ASSIGNMENT: The answer required is how many lines of the following entries contain the word "balcony", with no other words.

MATERIAL TO PROCESS:

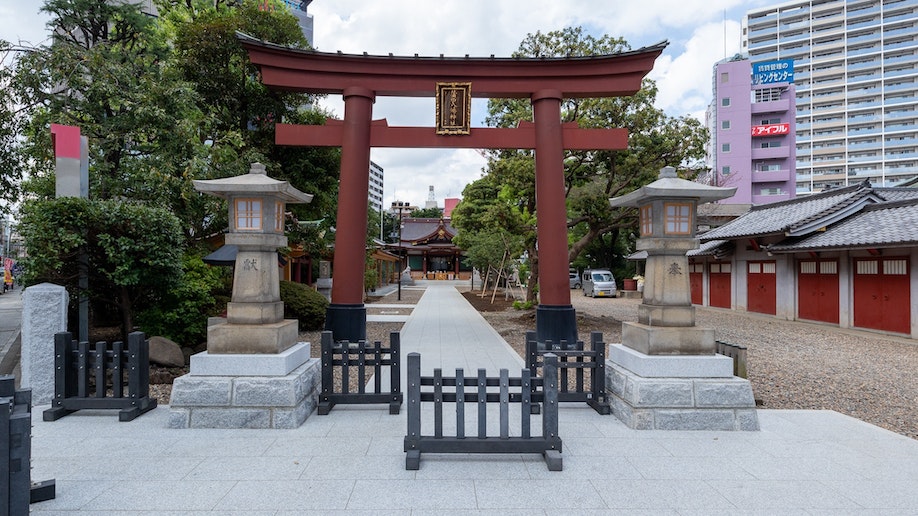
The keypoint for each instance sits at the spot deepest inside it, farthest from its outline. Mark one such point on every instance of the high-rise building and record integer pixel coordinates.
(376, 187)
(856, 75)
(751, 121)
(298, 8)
* * *
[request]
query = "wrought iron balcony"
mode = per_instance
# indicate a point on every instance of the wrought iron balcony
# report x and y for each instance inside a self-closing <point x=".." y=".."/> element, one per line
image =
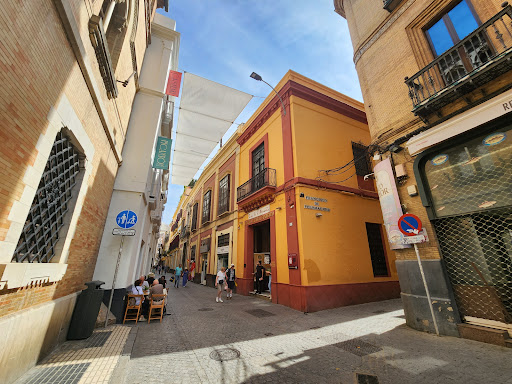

REPLY TO THE EXERCISE: 2